**Selected extract**

★ ★ ★ ★

Ernie Herring began his career playing rugby union in Auckland. He was a representative of the Railway team which won the Auckland club competition and he also played for Auckland. The Railway team grew disgruntled with the Auckland Rugby Union and played two matches at the end of the season in the rugby league code against Ponsonby and City with Herring playing in those matches. In the following season they joined the rugby league code. In 1918 he switched to the rugby league code and joined the Grafton Athletic senior team in the Auckland Rugby League competition where he played for two seasons before transferring to the Maritime club in 1920. He won the title with Maritime in the 1920 season. They did not secure the win until the final round of the season when they defeated Ponsonby United 26 to 10 with Herring scoring a try, and City Rovers their nearest rivals losing.

He debuted for Auckland in 1918 in their match against Canterbury which was won by 45 points to 9. Then, in just his second season in the code Herring made the New Zealand test team. He was to appear in 19 matches for New Zealand between 1919 and 1927, including 9 tests.

His New Zealand debut was on the tour of Australia when he played in a tour match against Tamworth which New Zealand won by 8 points to 5 with Herring scoring a try. There were no test matches played on the tour which consisted of 11 matches, with Herring playing in 6 of them (Tamworth, Ipswich, Queensland Firsts x 2, Rockhampton, and Toowoomba).

Ernie Herring made his debut for New Zealand in a test match in 1920 against the touring England team at the Auckland Domain in front of an estimated 34,000 spectators. New Zealand was soundly beaten by 31 points to 7 with Herring playing in the second row. In 1921 he transferred back to rugby union but only played one match for Marist Old Boys before transferring back to rugby league and joining the Marist Old Boys rugby league club for the remainder of the season. He then transferred back to his old Grafton Athletic club who had by this point changed their name to Fire Brigade for 1922 where at their annual social at the end of the season he was awarded a medal for being their best forward. He then returned to the Maritime club where he played from 1923 to 1927. By this time however Maritime had renamed themselves "Athletic" and then later "Grafton Athletic" (not to be confused with the club he began his rugby league career with who were the original owners of that name before they folded).

★ ★ ★ ★

**Work item**
Quote the passage on Ernie Herring's rugby career word for word, starting with "Ernie Herring began" and going on through "nearest rivals losing.".

**Dataset items**
★ ★ ★ ★

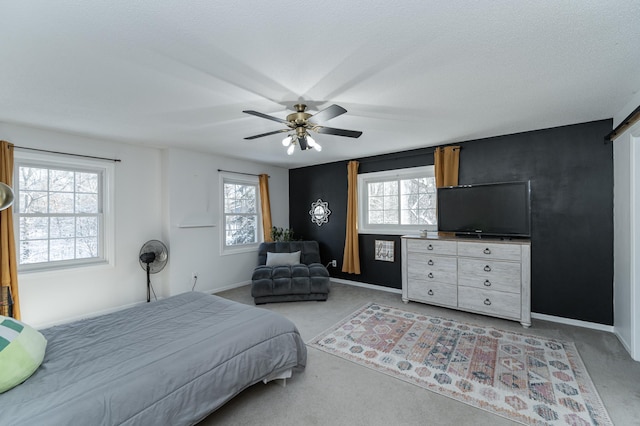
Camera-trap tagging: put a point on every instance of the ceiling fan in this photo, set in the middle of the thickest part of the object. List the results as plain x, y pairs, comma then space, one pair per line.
300, 122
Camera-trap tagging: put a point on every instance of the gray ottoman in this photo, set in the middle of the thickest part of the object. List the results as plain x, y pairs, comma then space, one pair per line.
307, 280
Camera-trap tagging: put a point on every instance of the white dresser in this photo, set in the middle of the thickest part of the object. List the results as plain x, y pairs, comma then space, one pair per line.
485, 276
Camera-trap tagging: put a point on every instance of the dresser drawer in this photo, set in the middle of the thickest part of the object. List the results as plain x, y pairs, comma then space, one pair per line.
498, 303
433, 292
490, 250
432, 246
432, 268
490, 275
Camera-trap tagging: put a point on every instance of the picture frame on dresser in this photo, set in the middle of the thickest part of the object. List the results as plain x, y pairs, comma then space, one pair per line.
484, 276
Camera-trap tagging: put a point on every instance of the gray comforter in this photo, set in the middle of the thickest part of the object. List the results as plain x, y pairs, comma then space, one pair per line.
169, 362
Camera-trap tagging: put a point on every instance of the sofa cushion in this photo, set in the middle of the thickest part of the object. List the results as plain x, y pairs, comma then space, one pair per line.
281, 259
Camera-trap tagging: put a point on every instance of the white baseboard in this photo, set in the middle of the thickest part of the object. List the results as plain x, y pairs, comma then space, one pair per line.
369, 286
577, 323
544, 317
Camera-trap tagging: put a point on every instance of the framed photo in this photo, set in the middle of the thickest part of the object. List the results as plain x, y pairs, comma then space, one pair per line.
385, 250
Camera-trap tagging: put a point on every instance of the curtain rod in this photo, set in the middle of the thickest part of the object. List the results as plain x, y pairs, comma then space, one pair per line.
403, 154
240, 173
627, 122
116, 160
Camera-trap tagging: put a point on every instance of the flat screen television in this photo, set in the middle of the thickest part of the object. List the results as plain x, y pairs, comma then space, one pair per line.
495, 209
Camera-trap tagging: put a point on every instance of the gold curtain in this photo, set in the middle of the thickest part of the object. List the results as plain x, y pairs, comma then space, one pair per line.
265, 204
351, 259
8, 265
446, 161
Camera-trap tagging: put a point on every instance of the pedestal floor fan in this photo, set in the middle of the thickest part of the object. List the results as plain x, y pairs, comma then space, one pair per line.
153, 258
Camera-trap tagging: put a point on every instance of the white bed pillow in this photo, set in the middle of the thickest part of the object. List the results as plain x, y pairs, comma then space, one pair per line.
283, 259
21, 352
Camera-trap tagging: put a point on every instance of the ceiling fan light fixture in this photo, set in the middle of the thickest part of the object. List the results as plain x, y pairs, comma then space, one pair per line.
299, 123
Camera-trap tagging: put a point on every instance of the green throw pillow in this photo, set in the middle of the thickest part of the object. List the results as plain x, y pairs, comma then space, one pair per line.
21, 352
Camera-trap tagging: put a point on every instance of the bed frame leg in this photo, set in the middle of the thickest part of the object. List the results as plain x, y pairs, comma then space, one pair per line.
281, 377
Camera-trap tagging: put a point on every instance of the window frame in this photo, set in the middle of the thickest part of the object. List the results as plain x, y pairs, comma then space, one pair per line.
106, 218
243, 180
384, 176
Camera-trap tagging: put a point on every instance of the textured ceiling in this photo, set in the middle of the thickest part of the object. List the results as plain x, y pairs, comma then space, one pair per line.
410, 73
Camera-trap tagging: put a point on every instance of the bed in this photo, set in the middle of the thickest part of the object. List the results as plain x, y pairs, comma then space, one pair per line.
168, 362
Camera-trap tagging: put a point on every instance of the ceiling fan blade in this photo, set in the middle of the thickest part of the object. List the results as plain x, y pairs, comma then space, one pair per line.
268, 133
337, 132
328, 113
268, 117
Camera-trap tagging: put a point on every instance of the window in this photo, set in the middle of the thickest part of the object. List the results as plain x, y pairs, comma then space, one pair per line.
397, 201
60, 212
241, 213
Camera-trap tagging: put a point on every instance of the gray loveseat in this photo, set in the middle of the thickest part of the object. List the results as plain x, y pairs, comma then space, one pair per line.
280, 277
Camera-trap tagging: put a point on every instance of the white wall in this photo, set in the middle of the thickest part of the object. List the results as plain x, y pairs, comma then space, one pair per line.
628, 109
194, 197
626, 220
154, 191
57, 296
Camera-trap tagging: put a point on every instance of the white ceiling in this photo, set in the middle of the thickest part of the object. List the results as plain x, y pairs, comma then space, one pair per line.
411, 73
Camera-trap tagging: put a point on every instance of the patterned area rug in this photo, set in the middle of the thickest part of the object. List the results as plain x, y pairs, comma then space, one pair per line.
528, 379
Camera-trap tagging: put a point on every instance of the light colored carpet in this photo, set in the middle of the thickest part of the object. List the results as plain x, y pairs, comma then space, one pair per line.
522, 377
334, 391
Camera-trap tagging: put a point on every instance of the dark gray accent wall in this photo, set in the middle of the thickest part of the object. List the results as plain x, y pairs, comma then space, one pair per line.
571, 173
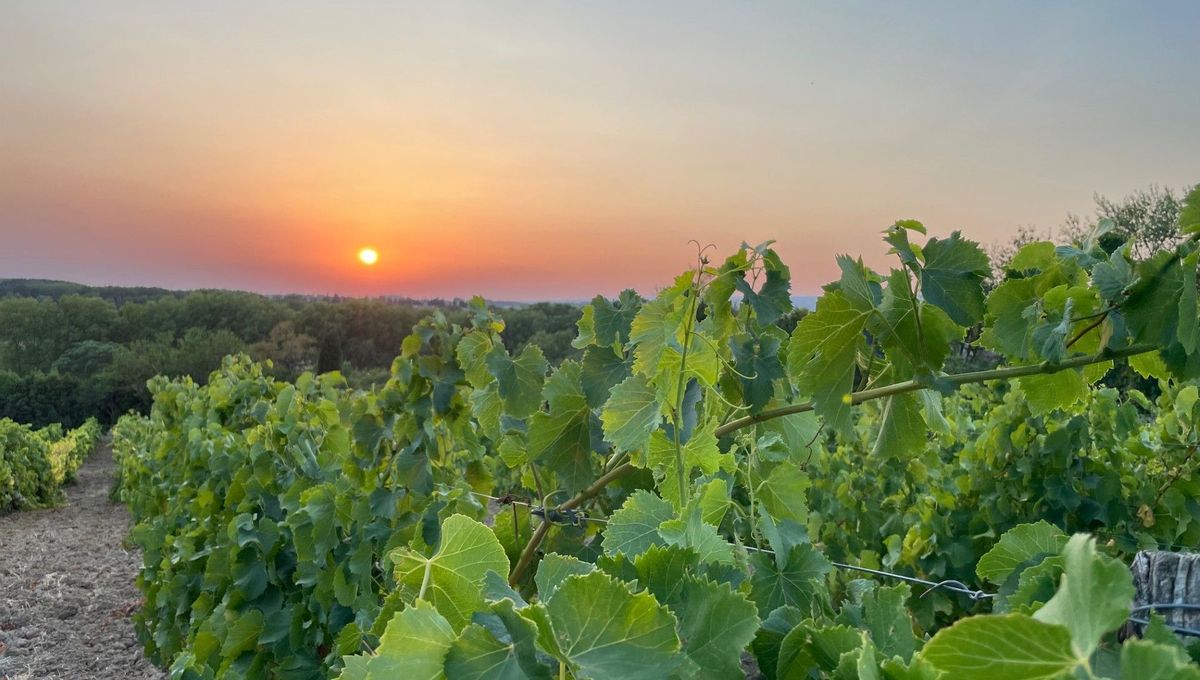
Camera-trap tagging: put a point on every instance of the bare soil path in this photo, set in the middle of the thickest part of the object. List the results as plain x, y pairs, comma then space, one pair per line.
66, 588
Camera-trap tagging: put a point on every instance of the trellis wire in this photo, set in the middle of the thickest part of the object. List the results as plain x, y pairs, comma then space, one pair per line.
931, 585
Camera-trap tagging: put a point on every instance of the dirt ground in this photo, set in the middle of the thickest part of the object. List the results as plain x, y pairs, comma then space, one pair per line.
66, 588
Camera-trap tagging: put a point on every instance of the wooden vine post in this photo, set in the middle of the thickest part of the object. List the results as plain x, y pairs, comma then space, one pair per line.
1168, 578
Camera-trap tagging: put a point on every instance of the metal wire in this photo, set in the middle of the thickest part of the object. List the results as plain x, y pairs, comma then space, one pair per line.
931, 585
561, 517
948, 584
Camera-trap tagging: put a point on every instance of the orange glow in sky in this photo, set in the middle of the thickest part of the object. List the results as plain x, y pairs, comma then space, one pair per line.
541, 150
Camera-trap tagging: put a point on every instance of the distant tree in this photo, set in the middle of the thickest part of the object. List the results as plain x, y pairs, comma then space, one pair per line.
292, 353
1146, 218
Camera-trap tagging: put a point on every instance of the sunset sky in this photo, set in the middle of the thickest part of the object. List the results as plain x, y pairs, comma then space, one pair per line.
556, 150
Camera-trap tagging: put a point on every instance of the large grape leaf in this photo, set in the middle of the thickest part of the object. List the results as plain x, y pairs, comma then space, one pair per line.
413, 647
1093, 599
1009, 647
772, 300
699, 452
472, 353
501, 645
603, 371
631, 414
791, 583
953, 277
1018, 546
453, 578
552, 571
519, 380
715, 624
784, 492
606, 324
1047, 392
903, 431
690, 531
821, 356
756, 359
915, 335
888, 621
561, 439
635, 527
604, 630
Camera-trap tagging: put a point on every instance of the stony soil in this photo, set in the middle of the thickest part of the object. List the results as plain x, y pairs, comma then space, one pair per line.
66, 588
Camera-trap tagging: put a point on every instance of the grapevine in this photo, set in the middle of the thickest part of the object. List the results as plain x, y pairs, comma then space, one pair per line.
311, 530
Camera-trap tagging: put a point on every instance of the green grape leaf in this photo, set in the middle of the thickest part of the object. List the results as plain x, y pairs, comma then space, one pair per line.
501, 645
887, 619
1007, 330
701, 451
606, 324
775, 626
793, 583
714, 500
472, 353
1035, 587
903, 431
1113, 276
659, 328
897, 669
661, 570
715, 624
1093, 599
911, 342
953, 277
413, 647
756, 360
1009, 647
520, 381
603, 369
635, 527
691, 531
243, 633
821, 356
784, 492
1017, 547
454, 577
1047, 392
606, 631
773, 299
631, 414
555, 569
562, 438
1188, 331
1151, 661
719, 292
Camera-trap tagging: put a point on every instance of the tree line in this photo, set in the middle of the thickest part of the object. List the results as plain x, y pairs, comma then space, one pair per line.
70, 351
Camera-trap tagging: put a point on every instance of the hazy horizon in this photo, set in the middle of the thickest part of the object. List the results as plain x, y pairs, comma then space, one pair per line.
534, 150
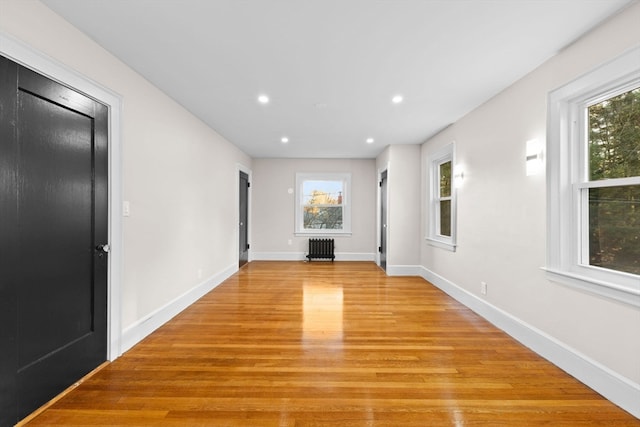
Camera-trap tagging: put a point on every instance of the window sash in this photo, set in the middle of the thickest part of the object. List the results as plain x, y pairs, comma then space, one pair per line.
345, 179
435, 236
567, 180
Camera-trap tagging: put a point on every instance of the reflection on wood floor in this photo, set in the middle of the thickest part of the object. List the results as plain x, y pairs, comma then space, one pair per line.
330, 344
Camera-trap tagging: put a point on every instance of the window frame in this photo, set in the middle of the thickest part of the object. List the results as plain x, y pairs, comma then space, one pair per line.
301, 178
435, 161
568, 180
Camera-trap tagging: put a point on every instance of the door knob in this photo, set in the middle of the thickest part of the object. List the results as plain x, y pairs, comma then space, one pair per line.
103, 248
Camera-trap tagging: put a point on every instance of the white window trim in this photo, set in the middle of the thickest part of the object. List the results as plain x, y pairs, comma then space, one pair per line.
346, 203
565, 152
443, 155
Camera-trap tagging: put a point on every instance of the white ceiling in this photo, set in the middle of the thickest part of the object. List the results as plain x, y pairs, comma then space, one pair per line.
331, 67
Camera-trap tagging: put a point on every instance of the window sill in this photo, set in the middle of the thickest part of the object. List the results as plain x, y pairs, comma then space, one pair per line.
440, 244
610, 290
322, 233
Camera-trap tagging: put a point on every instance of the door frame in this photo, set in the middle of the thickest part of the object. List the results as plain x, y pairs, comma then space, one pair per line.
381, 170
242, 168
37, 61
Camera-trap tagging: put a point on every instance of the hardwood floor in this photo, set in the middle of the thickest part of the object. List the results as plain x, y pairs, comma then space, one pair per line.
330, 344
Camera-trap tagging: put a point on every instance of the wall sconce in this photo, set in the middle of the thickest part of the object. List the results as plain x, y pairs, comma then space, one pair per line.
534, 157
458, 177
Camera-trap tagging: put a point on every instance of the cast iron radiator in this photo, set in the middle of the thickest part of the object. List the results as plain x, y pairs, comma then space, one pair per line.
321, 249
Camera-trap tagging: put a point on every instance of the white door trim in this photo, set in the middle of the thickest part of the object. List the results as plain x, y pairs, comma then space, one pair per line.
242, 168
31, 58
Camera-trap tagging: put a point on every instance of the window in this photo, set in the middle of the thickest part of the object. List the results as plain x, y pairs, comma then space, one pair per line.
594, 181
322, 203
442, 209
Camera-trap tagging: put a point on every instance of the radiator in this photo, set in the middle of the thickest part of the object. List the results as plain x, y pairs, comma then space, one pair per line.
321, 249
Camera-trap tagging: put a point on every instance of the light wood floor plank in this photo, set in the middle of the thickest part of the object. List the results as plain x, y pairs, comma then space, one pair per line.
330, 344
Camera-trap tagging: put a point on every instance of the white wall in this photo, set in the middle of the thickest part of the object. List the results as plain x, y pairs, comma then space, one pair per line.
272, 210
177, 173
501, 214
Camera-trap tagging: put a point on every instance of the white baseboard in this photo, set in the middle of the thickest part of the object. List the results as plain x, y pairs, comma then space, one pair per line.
403, 270
301, 256
143, 327
615, 387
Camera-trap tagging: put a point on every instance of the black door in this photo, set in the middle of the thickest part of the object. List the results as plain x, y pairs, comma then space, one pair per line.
53, 210
243, 243
383, 220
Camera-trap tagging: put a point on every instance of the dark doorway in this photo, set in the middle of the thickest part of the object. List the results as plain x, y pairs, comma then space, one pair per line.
383, 220
53, 238
243, 243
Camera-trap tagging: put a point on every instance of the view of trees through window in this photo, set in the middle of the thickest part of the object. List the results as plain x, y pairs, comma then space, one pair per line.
614, 211
445, 199
322, 204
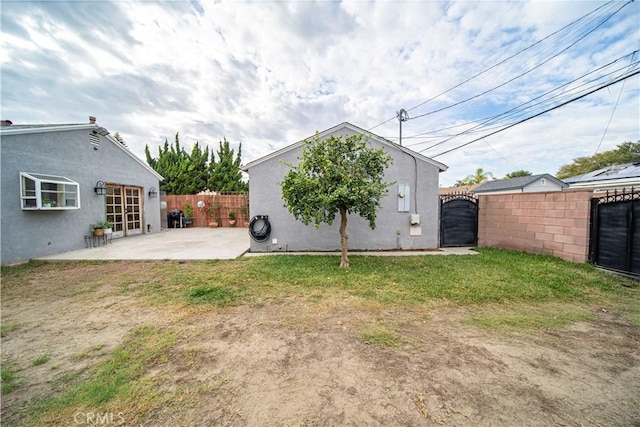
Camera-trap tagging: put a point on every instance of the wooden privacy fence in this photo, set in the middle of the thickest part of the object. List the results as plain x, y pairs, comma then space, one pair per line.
217, 207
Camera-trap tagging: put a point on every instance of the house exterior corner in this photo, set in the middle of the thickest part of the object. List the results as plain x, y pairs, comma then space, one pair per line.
83, 155
412, 175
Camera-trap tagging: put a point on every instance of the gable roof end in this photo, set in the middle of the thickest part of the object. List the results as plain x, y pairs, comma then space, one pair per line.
515, 183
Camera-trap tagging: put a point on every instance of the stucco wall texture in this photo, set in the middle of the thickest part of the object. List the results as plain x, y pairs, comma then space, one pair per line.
554, 223
392, 227
29, 234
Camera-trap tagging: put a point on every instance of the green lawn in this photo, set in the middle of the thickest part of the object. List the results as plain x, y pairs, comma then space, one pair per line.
494, 277
500, 290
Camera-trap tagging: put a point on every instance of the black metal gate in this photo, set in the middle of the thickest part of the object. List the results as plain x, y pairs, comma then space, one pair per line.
458, 220
615, 232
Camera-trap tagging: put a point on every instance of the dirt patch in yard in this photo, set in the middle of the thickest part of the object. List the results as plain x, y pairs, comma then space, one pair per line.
299, 362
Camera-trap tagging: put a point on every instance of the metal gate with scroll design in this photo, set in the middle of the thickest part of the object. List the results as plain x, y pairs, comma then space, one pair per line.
458, 220
615, 231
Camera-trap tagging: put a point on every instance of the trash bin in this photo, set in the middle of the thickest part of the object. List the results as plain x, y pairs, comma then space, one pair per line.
174, 218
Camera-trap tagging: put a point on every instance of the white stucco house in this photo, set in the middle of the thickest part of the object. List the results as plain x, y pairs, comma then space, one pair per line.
408, 218
58, 179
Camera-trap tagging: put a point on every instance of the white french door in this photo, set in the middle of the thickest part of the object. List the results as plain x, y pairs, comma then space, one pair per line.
124, 209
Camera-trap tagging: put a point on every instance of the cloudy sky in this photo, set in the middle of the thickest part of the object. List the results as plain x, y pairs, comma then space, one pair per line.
270, 73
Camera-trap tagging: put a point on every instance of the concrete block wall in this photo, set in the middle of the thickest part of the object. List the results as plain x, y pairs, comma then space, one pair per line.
555, 223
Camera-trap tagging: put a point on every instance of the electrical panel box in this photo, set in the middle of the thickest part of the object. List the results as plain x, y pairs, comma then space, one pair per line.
404, 198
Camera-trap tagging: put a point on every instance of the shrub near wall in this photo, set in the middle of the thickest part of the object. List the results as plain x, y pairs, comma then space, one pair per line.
229, 202
554, 223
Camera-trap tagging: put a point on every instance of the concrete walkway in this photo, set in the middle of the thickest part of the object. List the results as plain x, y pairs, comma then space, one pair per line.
202, 244
441, 251
173, 244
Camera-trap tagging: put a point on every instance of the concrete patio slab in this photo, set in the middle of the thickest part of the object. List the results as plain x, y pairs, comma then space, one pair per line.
441, 251
171, 244
204, 244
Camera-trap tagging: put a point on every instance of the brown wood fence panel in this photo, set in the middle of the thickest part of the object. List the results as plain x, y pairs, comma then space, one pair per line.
218, 206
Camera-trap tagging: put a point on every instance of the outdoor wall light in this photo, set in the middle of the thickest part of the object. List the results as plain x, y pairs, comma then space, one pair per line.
100, 189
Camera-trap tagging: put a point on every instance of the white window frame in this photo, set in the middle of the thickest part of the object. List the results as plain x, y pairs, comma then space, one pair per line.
40, 191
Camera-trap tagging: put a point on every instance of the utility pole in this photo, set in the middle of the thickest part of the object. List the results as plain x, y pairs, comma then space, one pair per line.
402, 116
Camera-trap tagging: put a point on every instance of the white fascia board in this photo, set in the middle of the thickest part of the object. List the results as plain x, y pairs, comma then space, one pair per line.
8, 130
441, 166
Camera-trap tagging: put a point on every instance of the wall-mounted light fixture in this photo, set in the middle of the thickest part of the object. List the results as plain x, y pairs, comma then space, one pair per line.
100, 189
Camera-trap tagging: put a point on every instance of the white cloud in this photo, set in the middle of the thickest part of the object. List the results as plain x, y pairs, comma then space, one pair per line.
267, 74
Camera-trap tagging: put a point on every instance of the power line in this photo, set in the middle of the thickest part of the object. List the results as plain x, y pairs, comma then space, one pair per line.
614, 108
539, 114
519, 110
526, 72
501, 62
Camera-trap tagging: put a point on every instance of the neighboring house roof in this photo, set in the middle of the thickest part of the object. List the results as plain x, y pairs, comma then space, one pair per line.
460, 189
326, 133
43, 128
612, 176
518, 183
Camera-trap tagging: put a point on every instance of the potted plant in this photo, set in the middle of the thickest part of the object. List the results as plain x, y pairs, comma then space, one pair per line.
188, 214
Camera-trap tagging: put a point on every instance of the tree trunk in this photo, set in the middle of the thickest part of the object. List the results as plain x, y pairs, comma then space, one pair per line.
344, 259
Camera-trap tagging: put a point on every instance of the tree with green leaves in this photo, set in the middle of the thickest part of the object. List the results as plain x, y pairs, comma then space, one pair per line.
627, 152
336, 175
477, 178
517, 174
225, 174
183, 173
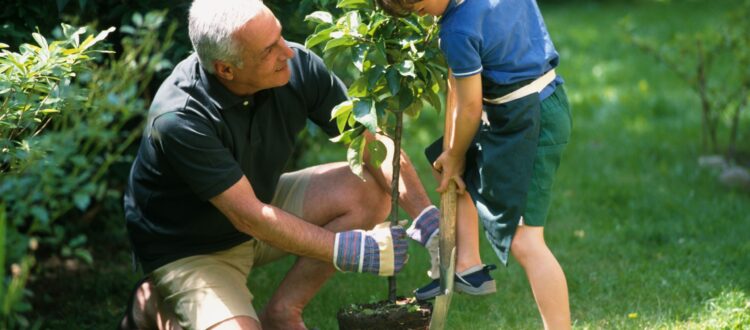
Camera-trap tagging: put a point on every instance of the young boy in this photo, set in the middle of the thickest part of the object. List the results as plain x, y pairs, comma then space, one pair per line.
507, 123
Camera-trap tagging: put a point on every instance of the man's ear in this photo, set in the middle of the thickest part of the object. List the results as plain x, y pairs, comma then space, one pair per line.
223, 70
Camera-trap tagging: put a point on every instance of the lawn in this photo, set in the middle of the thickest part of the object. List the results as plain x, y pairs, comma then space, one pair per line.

★ ★ ★ ★

**Reply**
Ernie Herring began his career playing rugby union in Auckland. He was a representative of the Railway team which won the Auckland club competition and he also played for Auckland. The Railway team grew disgruntled with the Auckland Rugby Union and played two matches at the end of the season in the rugby league code against Ponsonby and City with Herring playing in those matches. In the following season they joined the rugby league code. In 1918 he switched to the rugby league code and joined the Grafton Athletic senior team in the Auckland Rugby League competition where he played for two seasons before transferring to the Maritime club in 1920. He won the title with Maritime in the 1920 season. They did not secure the win until the final round of the season when they defeated Ponsonby United 26 to 10 with Herring scoring a try, and City Rovers their nearest rivals losing.